▶ [Dataset records]
===============

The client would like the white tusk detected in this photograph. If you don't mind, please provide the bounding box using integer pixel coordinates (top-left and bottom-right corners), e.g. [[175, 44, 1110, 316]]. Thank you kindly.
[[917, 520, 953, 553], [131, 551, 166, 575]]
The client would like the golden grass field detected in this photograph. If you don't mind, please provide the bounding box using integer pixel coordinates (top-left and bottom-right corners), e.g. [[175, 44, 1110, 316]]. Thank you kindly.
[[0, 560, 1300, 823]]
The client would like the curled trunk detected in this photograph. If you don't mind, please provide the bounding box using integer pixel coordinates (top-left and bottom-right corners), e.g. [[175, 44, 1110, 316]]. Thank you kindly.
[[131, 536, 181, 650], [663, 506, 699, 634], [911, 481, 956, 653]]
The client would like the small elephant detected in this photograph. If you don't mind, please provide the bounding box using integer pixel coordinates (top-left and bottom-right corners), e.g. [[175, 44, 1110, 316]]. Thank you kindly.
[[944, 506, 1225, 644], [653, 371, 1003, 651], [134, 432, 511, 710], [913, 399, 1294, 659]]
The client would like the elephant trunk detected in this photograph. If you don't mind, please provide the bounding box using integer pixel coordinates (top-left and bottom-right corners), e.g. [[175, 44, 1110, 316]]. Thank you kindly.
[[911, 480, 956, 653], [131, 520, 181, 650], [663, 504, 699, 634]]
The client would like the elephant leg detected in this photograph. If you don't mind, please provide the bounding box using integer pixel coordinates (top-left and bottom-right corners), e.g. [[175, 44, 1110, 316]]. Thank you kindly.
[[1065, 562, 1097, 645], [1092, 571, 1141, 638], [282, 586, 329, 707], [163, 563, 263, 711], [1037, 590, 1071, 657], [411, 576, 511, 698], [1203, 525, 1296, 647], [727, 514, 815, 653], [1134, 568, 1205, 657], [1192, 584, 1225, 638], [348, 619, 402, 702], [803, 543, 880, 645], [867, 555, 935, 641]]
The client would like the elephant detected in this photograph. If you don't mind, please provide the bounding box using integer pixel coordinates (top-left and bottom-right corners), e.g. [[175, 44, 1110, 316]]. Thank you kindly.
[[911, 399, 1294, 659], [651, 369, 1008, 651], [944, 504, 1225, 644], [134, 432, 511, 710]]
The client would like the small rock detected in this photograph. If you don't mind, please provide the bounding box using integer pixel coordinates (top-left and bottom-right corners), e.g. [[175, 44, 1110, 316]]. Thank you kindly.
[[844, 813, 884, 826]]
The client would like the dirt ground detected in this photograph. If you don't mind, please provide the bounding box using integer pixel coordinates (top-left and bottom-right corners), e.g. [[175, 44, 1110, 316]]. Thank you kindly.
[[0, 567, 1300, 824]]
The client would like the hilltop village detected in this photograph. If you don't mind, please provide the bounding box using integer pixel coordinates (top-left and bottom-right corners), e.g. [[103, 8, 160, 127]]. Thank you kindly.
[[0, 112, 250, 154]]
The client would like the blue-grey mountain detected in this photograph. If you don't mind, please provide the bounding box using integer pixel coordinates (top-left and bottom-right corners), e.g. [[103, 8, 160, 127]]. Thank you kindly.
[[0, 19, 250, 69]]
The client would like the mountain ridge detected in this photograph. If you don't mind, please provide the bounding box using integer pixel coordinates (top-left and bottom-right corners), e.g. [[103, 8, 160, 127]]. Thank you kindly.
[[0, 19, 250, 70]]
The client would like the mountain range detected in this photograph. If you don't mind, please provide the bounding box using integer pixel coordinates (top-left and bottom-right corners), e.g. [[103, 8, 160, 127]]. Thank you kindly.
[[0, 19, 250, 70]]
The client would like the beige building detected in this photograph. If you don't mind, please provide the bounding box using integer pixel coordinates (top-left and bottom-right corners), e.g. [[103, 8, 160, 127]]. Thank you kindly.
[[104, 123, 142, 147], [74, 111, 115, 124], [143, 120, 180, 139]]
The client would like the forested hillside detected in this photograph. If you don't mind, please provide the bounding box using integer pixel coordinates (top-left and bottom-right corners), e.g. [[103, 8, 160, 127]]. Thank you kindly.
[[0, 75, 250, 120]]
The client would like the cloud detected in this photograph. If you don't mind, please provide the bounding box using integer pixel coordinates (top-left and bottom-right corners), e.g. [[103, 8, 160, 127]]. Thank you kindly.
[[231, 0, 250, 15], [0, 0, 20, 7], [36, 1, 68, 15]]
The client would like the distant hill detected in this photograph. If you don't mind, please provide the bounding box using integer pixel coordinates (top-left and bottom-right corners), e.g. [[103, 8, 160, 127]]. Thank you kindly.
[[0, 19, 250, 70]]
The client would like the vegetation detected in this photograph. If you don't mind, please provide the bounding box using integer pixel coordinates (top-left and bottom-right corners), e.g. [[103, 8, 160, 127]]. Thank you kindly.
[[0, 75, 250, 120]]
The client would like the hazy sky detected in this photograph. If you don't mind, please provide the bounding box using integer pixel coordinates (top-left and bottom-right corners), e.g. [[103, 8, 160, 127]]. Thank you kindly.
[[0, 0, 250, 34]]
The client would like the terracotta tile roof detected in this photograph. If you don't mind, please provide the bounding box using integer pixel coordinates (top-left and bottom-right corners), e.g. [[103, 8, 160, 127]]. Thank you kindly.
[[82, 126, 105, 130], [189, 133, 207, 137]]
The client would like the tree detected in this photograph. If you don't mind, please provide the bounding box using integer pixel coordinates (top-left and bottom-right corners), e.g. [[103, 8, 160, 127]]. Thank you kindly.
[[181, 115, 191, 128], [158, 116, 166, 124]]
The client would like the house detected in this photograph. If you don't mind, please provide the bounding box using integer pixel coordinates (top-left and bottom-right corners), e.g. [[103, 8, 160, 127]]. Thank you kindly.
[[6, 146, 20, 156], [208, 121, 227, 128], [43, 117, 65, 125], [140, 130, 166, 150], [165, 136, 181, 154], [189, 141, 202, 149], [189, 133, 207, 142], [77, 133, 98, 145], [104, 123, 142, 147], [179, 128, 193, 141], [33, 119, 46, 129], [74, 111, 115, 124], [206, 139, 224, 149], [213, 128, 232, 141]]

===============

▶ [Task requirements] Copy the items above word for word, from the line with "The client would like the vegetation" up to and including the line with "[[82, 126, 105, 130], [189, 133, 207, 137]]".

▶ [Response for this exercise]
The client would like the vegetation detected in this photograph. If you don't mind, please provide the bounding box using integer pixel coordinates (top-left and bottom-right corners), e.g. [[103, 8, 160, 127]]. Thank you kindly.
[[0, 75, 250, 120]]
The client would like the hazy sky detected in this photograph. If you don't mind, please provide the bounding box using integer pixel coordinates (top-left and bottom-right corners), e.g. [[103, 8, 160, 127]]. Thank you kindly.
[[0, 0, 250, 34]]
The client would like the terracotta tile roof detected in this photograph. If you don't mind, please provide the bounding box using integer pixel coordinates (top-left and bottom-right corners), e.g. [[103, 8, 160, 127]]. Thank you kindly.
[[82, 126, 105, 130], [189, 133, 207, 137]]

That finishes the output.